§ Passage shown
-.-.-
Finding the temperature threshold for Young `Hass` Avocado Plant Leaves
|Physiological Characterization of Young `Hass` Avocado Plant Leaves Following Exposure to High Temperatures and Low Light Intensity|
|Lior Rubinovich, email@example.com, Mop Tzafon*, MIGAL* , Or Shapira, firstname.lastname@example.org, Volcani|
|September 23, 2021|
The worldwide demand for avocados has resulted in the planting of millions of young plants each year. However, global warming, resulting in high temperatures, sensed as heat stress, may severely damage these new plantings. The objective of this study was to assess the risks of heat stress on young avocado plants. We aimed to characterize different physiological parameters of young `Hass` plant leaves following exposure to high temperatures under low light (LL) intensity and to pinpoint the temperature threshold for significant heat stress damage in these plants. To this end, young potted plants were subjected to different temperature gradients in a controlled-climate chamber. Heat stress treatments significantly reduced CO2 assimilation in plants subjected to 49oC and higher temperatures. Stomatal conductance to water vapour and substomatal internal CO2 concentration were less sensitive to the heat treatments. These results imply that the heat damage threshold for young avocado plants under LL conditions is between 49°C and 51°C, whereas at 53°C, severe and irreversible leaf damage occurs.
-.-.-
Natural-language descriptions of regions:
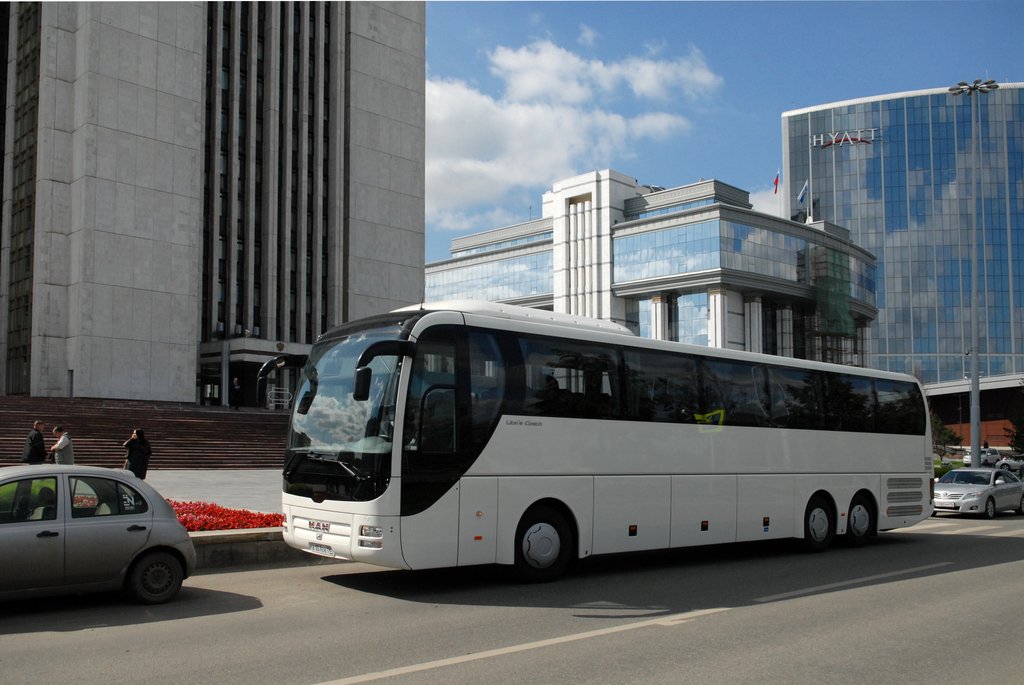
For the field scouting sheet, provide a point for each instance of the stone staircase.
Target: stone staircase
(183, 436)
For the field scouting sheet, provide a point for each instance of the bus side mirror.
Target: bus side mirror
(360, 385)
(360, 389)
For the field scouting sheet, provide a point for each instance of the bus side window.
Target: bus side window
(735, 388)
(569, 379)
(795, 398)
(430, 411)
(486, 385)
(660, 387)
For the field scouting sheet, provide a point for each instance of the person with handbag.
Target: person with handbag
(35, 451)
(137, 453)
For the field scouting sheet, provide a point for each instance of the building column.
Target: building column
(784, 331)
(659, 317)
(754, 322)
(718, 302)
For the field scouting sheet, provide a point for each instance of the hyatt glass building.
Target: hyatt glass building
(897, 172)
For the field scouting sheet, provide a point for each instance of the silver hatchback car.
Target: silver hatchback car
(979, 491)
(82, 528)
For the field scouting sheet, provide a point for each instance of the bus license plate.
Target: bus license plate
(323, 550)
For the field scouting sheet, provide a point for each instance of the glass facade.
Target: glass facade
(723, 244)
(707, 270)
(502, 280)
(898, 172)
(504, 245)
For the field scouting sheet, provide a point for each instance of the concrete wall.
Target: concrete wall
(119, 188)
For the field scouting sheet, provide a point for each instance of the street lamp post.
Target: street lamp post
(969, 89)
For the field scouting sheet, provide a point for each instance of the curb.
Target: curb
(222, 550)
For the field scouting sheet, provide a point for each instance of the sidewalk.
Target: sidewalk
(255, 489)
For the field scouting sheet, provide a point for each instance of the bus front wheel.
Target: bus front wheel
(819, 525)
(543, 545)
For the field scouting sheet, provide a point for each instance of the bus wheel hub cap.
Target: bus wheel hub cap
(541, 545)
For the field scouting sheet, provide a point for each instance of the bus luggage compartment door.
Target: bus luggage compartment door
(477, 521)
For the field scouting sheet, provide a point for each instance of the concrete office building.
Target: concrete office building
(193, 187)
(692, 263)
(897, 171)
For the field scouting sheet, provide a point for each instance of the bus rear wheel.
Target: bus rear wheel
(819, 524)
(543, 545)
(860, 521)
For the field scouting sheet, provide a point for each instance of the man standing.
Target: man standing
(35, 452)
(236, 397)
(62, 451)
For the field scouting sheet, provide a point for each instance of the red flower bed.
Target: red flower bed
(206, 516)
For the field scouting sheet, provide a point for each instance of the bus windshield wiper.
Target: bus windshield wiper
(328, 458)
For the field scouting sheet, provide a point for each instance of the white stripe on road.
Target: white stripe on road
(672, 619)
(846, 584)
(977, 528)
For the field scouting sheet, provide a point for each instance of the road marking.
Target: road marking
(668, 621)
(964, 531)
(918, 527)
(846, 584)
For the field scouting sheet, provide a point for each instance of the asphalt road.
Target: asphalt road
(932, 604)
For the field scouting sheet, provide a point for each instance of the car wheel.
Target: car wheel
(156, 578)
(544, 545)
(818, 525)
(860, 521)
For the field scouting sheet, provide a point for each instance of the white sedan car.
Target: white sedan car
(81, 528)
(982, 491)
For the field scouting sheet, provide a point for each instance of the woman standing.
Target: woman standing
(137, 454)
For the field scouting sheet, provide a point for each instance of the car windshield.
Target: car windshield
(967, 478)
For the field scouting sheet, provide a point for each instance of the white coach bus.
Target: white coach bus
(471, 433)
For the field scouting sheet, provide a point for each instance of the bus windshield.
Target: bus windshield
(340, 448)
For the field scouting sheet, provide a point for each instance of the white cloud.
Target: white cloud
(545, 71)
(588, 36)
(558, 115)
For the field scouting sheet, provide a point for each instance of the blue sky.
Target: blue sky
(520, 94)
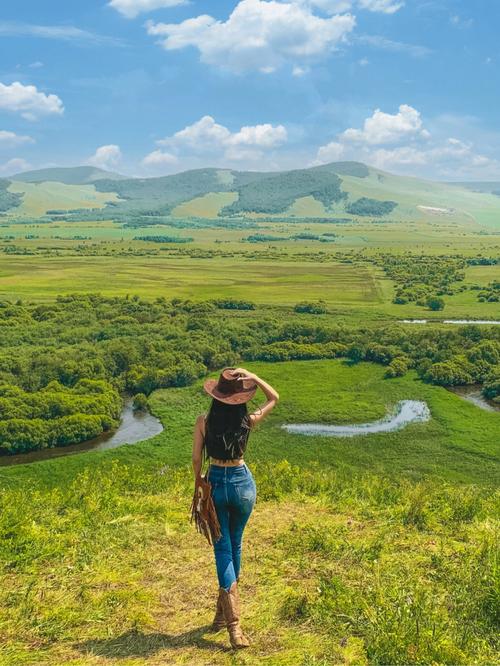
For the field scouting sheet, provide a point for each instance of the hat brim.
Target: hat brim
(210, 386)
-.-.-
Extend the avocado heat-stress abstract, starting after its final sentence. The rows come from a different source than the avocado heat-stress abstract.

§ Task output
Over the last decade, changing climate patterns have been associated with global warming. Plants may be severely damaged by very high temperatures, sensed as heat stress. Heat stress significantly affects plant developmental processes such as seed germination, vegetative growth and reproductive production. Moreover, heat stress may impair crucial physiological processes in the plant, namely photosynthesis and respiration rates, stomatal conductance and leaf water potential homeostasis. At high temperatures, net carbon assimilation may decline due to various processes such as increased photorespiration, increased mitochondrial respiration, inactivation of Rubisco and decreased activity of photosystem II. Stomatal conductance may be elevated or reduced, depending on the plant species and the heat stress conditions. Heat stress may also reduce the optimal quantum yield of photosystem II (Fv/Fm) ratio, which leads to significant reductions in photosynthesis.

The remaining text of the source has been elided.